TEXTO DE ORIGEM:

☆ ☆ ☆ ☆ ☆

SÃO PAULO - Os historiadores do futuro, quando se debruçarem para estudar as razões da estagnação econômica do Brasil e da maioria das nações latino-americanas neste começo de século XXI, certamente, vão concluir que foram decisões políticas equivocadas que contribuíram decisivamente para esse quadro. Provavelmente, vão perceber que foram razões ideológicas do tempo da Guerra Fria (1945-1991), que já não se justificariam àquela época, que levaram os governos do Brasil e da Argentina a trabalhar com afinco nos bastidores para o malogro das negociações que previam à criação da Área de Livre-Comércio das Américas (Alca), que reuniria 34 países, com exceção de Cuba, em função de embargo econômico imposto pelos Estados Unidos. Milton Lourenço (*)
Para o governo brasileiro à época, não seria do interesse do Brasil participar de áreas de livre-comércio com economias mais desenvolvidas, que apresentam vantagens estruturais em relação a países em desenvolvimento. Segundo esse pensamento, com a Alca, as empresas brasileiras se veriam expostas à livre concorrência com corporações norte-americanas maiores e mais poderosas. Além disso, os países-membros da Alca teriam de abrir mão de muitos instrumentos de política governamental, o que significaria deixar de lado seus projetos nacionais de desenvolvimento. Outra ideia consagrada à época pelos formuladores da política externa brasileira é que acordos com países desenvolvidos criariam dependência, mas não crescimento e empregos.
Esse tipo de pensamento, porém, ao que parece, não é defendido há muito tempo pelos formuladores da política externa da China, que continua a se anunciar como um país de regime comunista, ainda que só de fachada. Basta ver que, se por volta de 1998 - à época em que se começou a falar sobre a possibilidade de uma união aduaneira no continente americano -, o comércio China-Estados Unidos era praticamente igual a zero, hoje o país asiático ocupa o espaço que seria praticamente exclusivo dos outros 33 países que formariam a Alca.

☆ ☆ ☆ ☆ ☆

DADOS REGISTRADOS:
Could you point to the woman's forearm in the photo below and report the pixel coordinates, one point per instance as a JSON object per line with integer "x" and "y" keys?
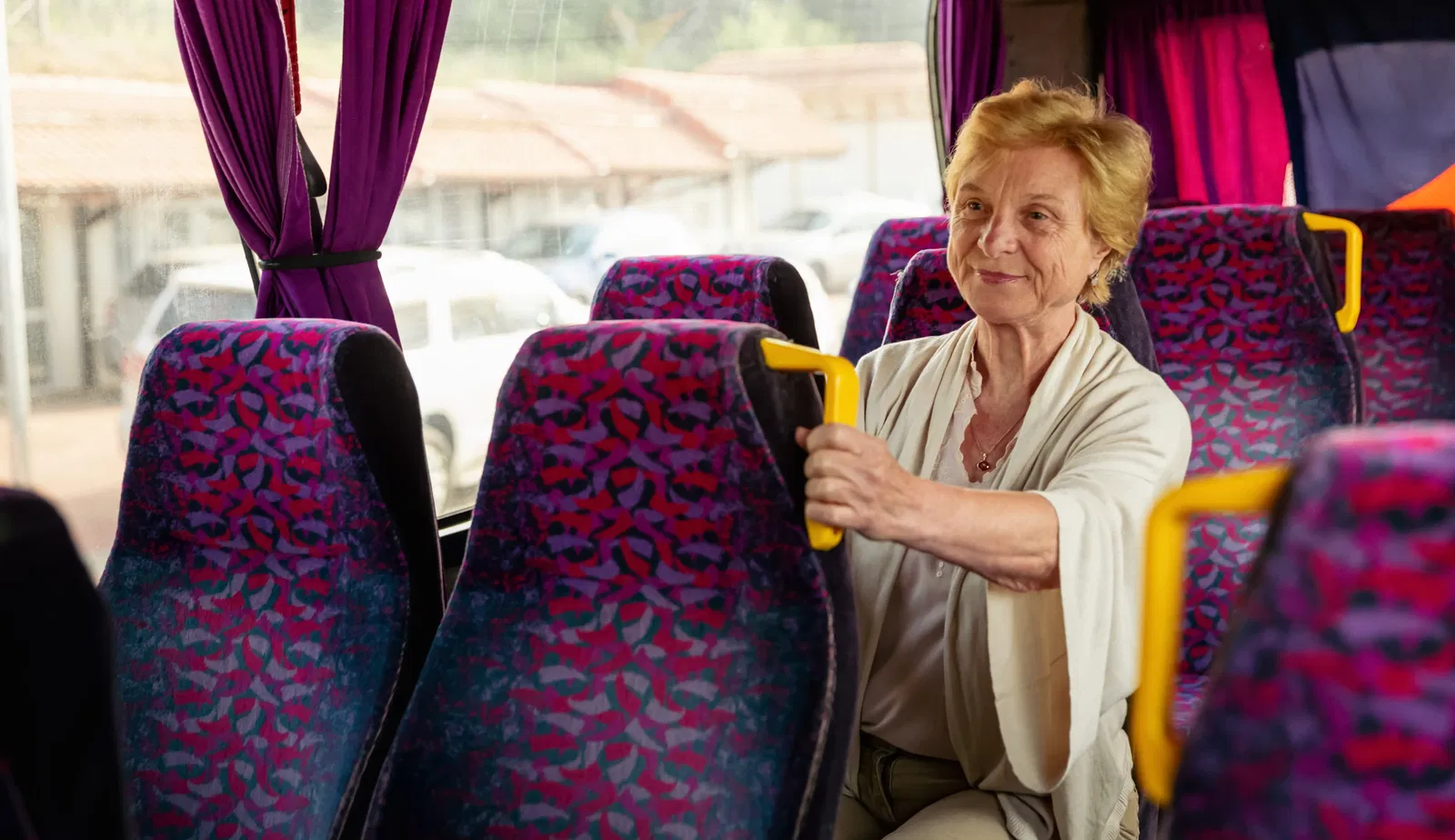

☆ ☆ ☆ ☆ ☆

EXERCÍCIO:
Responda com base no texto sobre a Alca:
1. Quantos países a Alca reuniria?
2. Segundo o pensamento do governo brasileiro da época, as empresas brasileiras ficariam expostas à livre concorrência com quais corporações?
3. Como era o comércio entre China e Estados Unidos por volta de 1998?

RESULTADO FINAL:
1. 34 países.
2. Com corporações norte-americanas maiores e mais poderosas.
3. Praticamente igual a zero.